-- Task directions --
Please write out the data exactly, line by line.

-- Entries supplied --
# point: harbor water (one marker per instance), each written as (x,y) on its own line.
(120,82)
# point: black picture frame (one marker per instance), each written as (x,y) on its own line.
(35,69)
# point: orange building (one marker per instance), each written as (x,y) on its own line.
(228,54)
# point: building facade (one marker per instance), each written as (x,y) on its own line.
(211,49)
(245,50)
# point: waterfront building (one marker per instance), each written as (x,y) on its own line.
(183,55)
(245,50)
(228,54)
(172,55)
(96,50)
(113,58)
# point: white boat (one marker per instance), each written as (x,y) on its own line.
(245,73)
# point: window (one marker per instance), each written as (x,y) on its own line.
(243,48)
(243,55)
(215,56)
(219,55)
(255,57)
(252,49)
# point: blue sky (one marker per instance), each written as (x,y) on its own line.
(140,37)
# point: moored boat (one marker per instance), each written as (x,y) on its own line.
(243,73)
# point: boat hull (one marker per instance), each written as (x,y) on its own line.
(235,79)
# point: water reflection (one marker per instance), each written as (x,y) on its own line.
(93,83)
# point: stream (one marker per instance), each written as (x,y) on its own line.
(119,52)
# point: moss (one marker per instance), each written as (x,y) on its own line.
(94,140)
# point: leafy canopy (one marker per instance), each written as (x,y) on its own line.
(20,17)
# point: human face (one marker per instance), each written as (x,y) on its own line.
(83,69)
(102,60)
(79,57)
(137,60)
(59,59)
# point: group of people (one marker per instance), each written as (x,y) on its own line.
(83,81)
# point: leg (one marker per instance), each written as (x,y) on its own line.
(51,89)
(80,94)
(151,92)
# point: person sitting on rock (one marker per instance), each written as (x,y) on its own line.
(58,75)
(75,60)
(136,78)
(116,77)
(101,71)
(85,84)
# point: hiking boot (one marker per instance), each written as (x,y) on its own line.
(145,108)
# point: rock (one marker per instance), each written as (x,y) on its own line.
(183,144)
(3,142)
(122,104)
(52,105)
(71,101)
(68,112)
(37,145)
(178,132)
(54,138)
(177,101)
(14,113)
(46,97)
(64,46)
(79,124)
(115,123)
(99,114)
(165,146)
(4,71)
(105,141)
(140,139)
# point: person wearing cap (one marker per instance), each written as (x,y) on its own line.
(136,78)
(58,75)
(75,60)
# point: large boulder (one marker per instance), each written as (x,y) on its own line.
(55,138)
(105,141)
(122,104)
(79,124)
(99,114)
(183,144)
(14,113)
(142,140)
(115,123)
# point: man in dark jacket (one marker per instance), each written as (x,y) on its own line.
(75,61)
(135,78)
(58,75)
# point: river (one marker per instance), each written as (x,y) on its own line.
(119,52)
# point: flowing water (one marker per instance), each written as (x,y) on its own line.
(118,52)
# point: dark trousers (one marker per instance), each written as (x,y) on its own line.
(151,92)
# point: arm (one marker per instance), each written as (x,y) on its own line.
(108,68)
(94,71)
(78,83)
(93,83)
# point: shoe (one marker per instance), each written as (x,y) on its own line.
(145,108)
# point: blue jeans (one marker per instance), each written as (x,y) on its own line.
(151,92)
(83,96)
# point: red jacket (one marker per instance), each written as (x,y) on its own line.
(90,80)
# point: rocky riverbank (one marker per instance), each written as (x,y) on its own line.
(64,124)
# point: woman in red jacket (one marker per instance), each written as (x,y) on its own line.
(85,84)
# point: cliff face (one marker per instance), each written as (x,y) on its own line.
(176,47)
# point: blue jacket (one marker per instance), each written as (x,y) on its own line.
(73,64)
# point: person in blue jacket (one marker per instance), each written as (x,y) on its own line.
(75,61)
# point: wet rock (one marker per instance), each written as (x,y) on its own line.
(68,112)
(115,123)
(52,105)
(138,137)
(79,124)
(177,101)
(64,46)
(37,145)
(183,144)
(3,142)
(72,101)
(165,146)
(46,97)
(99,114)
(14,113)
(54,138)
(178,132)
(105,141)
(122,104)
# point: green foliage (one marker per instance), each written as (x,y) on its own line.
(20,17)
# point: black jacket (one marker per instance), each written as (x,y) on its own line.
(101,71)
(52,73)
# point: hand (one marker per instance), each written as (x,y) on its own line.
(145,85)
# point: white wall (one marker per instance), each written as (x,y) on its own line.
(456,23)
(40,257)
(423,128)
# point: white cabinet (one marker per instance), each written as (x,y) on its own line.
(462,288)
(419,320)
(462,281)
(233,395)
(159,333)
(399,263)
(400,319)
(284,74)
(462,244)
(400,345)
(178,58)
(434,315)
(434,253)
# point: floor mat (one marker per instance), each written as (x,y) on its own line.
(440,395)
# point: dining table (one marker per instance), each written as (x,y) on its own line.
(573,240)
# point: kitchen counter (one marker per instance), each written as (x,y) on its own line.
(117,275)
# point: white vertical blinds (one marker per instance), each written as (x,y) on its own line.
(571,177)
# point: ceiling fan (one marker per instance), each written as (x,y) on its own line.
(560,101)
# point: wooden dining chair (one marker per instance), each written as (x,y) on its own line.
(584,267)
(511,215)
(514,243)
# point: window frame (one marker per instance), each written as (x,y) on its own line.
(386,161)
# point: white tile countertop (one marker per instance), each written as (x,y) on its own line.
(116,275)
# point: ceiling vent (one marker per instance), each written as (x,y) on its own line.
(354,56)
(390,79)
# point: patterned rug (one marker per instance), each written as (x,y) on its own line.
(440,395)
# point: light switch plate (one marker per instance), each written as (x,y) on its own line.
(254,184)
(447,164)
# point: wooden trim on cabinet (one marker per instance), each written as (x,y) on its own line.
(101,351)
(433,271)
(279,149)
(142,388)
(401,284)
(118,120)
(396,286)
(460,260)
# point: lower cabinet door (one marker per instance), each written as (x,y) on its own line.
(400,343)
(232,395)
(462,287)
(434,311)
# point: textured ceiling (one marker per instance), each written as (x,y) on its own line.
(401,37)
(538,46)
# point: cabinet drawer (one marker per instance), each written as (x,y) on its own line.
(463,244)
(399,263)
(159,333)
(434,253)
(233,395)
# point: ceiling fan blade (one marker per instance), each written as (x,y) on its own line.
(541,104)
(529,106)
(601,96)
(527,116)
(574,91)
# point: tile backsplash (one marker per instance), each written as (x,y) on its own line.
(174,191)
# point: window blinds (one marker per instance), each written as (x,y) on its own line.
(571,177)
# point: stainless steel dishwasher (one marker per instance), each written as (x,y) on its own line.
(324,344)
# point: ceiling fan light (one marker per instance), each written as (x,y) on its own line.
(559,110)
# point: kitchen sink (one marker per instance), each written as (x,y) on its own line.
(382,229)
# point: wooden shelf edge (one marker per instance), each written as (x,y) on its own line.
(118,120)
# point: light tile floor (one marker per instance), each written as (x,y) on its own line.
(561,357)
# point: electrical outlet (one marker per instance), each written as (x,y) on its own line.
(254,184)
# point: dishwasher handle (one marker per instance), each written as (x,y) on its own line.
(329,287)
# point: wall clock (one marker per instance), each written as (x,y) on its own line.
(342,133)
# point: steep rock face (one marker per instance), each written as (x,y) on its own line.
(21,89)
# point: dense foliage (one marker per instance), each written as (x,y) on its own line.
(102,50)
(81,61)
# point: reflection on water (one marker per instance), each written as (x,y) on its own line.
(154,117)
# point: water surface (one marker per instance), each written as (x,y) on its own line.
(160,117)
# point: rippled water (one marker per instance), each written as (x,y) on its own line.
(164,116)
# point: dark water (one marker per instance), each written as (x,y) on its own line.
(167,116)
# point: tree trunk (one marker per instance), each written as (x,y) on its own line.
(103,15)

-- Result of the exercise --
# point: harbor water (one marker per instance), each written as (x,y) on its own line.
(120,82)
# point: black picture frame (one marker per instance), each written as (x,y) on its own line.
(35,69)
# point: orange building (one marker per instance), each written as (x,y) on its own line.
(228,54)
# point: building facade (one marker per instance), each written as (x,y) on its own line.
(211,49)
(245,50)
# point: waterfront building (one marker per instance), each written as (x,y) on its own line.
(183,55)
(245,50)
(228,54)
(172,55)
(96,50)
(113,58)
# point: white boat (one marker per instance), each written as (x,y) on its own line.
(245,73)
# point: window (one marker per instance), each written as (x,y) on its own line.
(243,48)
(243,55)
(215,56)
(219,55)
(255,57)
(252,49)
# point: blue sky (one marker per instance), each written as (x,y) on its own line.
(140,37)
# point: moored boat (one marker per instance), each written as (x,y) on its own line.
(243,73)
# point: boat hull (one marker per instance), each written as (x,y) on its own line.
(235,79)
# point: water reflection (one marker per instance), each written as (x,y) on its own line.
(93,83)
# point: stream (one marker per instance), each written as (x,y) on its own line.
(119,52)
# point: moss (one marker per instance), each written as (x,y) on its own line.
(94,140)
# point: leafy canopy (one marker per instance), each written as (x,y) on its own line.
(20,17)
# point: human face (one marker per instance), each written as (x,y) on its own line.
(83,69)
(102,60)
(79,57)
(137,60)
(59,59)
# point: group of people (one marker per instance), each written as (x,y) on its own line.
(83,81)
# point: leg (one marker per instance), each written as (x,y) on its own line.
(51,89)
(80,94)
(151,92)
# point: person sitting on rock (one marker per instance), each written as (x,y) on its own line.
(58,75)
(75,60)
(136,78)
(116,77)
(101,71)
(85,84)
# point: hiking boot (one marker per instance), each written as (x,y) on its own line.
(145,108)
# point: rock (one marker per instance), each written as (x,y) on its own line.
(183,144)
(3,142)
(122,104)
(52,105)
(71,101)
(68,112)
(37,145)
(178,132)
(54,138)
(177,101)
(14,113)
(46,97)
(64,46)
(79,124)
(115,123)
(99,114)
(165,146)
(4,71)
(105,141)
(140,139)
# point: person wearing cap (one marker per instance), each written as (x,y) on its own line.
(136,78)
(58,75)
(75,60)
# point: large boulder (one marker per instance), each written as (x,y) on its own line.
(55,138)
(105,141)
(122,104)
(79,124)
(99,114)
(183,144)
(14,113)
(142,140)
(115,123)
# point: man in dark jacket (one marker per instance), each written as (x,y) on its own line.
(75,61)
(135,78)
(58,75)
# point: river (one marker per instance), each written as (x,y) on its own line.
(119,52)
# point: flowing water (one marker per instance), each written as (x,y) on its own line.
(118,52)
# point: dark trousers (one marker per instance), each written as (x,y) on its own line.
(151,92)
# point: arm (one marker per instance), each written as (x,y) on its own line.
(108,68)
(94,71)
(78,83)
(93,83)
# point: shoe (one marker per instance), each written as (x,y) on its own line.
(145,108)
# point: blue jeans (one marker per instance), each written as (x,y) on its own line.
(151,92)
(83,96)
# point: red jacket (one marker per instance), each written as (x,y) on its own line.
(90,80)
# point: rocky riverbank (one marker per instance), each written as (x,y) on its own line.
(64,124)
# point: woman in red jacket (one marker per instance), each written as (x,y) on its own line.
(85,84)
# point: cliff face (one marker per instance), each written as (x,y) on its own line.
(176,47)
# point: blue jacket (one marker per instance), each written as (x,y) on its own line.
(73,64)
# point: person in blue jacket (one marker per instance), each written as (x,y) on its own line.
(75,61)
# point: wet rock (one marker per instance), each written as (x,y) on its own line.
(68,112)
(115,123)
(52,105)
(138,137)
(79,124)
(177,101)
(64,46)
(37,145)
(183,144)
(3,142)
(72,101)
(165,146)
(46,97)
(99,114)
(14,113)
(54,138)
(178,132)
(105,141)
(122,104)
# point: green foliage (one marker per instance), each written as (x,y) on its own line.
(20,17)
# point: black jacket (one marker per instance), each written as (x,y) on its own line.
(101,71)
(52,73)
# point: hand (one marker per instance), each written as (x,y) on its own line.
(145,85)
# point: white wall (one marker per instance), each written as (x,y) on its own line.
(456,23)
(40,257)
(423,128)
# point: white cabinet (one marker per instance), each written as (x,y) on its own line.
(462,288)
(419,320)
(462,281)
(233,395)
(159,333)
(399,263)
(400,319)
(284,74)
(462,244)
(400,345)
(178,58)
(434,315)
(434,253)
# point: floor mat (one marker per instance), each written as (x,y) on its own line.
(440,395)
# point: dining table (one marker per instance), each written as (x,y) on its own line.
(573,240)
# point: kitchen counter (one marker per instance), each written as (x,y) on its own line.
(117,275)
# point: white vertical blinds (one marker per instance), each written as (x,y) on its own line.
(571,177)
# point: ceiling fan (one marker per instance), each written as (x,y) on its own line.
(560,101)
# point: wooden dining chair (one marker per instance), each written as (x,y) on its own line.
(584,267)
(511,215)
(514,243)
# point: window frame (one marker per instance), each written as (x,y) on its own line.
(386,161)
# point: white tile countertop (one marker per instance), each written as (x,y) on its own line.
(116,275)
# point: ceiling vent (one marker per instance), each written as (x,y) on its own line.
(354,56)
(390,79)
# point: patterned rug (one marker per instance), each written as (x,y) on its own line.
(440,395)
# point: light switch plate (one marker per instance), each written as (x,y) on its own line.
(254,184)
(447,164)
# point: wooden trim on cabinet (one marker per instance), each written as (x,y) on its own line.
(101,351)
(433,271)
(279,149)
(142,388)
(401,284)
(118,120)
(396,286)
(460,260)
# point: lower cabinet door (one marker per instance), each written as (x,y) on its own line.
(400,343)
(232,395)
(462,287)
(434,311)
# point: textured ceiling (one marker per instance), each written as (x,y) on its own line.
(401,37)
(538,46)
# point: cabinet drawer (one marker per instance), each written as (x,y) on its own line.
(463,244)
(399,263)
(159,333)
(434,253)
(233,395)
# point: ceiling fan blade (one marker per instance), each written as (x,y) on its own line.
(541,104)
(529,106)
(601,96)
(527,116)
(574,91)
# point: tile backsplash (one marker per instance), each written as (x,y) on its own line.
(174,191)
# point: window blinds (one marker per instance), each written as (x,y) on its own line.
(571,177)
# point: stainless steel dishwasher (one marker per instance), each written as (x,y) on its own line.
(324,344)
# point: ceiling fan light (one marker per instance), each written as (x,y) on its own line.
(559,110)
# point: kitchen sink (one marker per instance), each written as (x,y) on its own line.
(382,229)
# point: wooden shelf edge (one marker per instance), each written as (x,y) on its own line.
(118,120)
# point: light tile floor (one marker per instance), each written as (x,y) on its own line.
(561,357)
# point: electrical outlet (one marker per instance), each written as (x,y) on its own line.
(254,184)
# point: dishwasher handle (one marker per instance), each written as (x,y) on its own line.
(329,287)
# point: wall clock (one marker per instance), each written as (x,y) on its own line.
(342,133)
# point: steep rock face (one marker per instance), each written as (x,y) on its own line.
(21,89)
# point: dense foliage (one marker per instance), each written as (x,y) on its own line.
(102,50)
(81,61)
# point: reflection on water (one marker per instance), each written as (x,y) on its own line.
(154,117)
# point: water surface (one marker per instance), each written as (x,y) on its own line.
(160,117)
# point: rippled water (one marker per instance), each written as (x,y) on its own line.
(164,116)
# point: dark water (one marker per instance), each written as (x,y) on its own line.
(167,116)
# point: tree trunk (one marker per instance), each written as (x,y) on its own line.
(103,15)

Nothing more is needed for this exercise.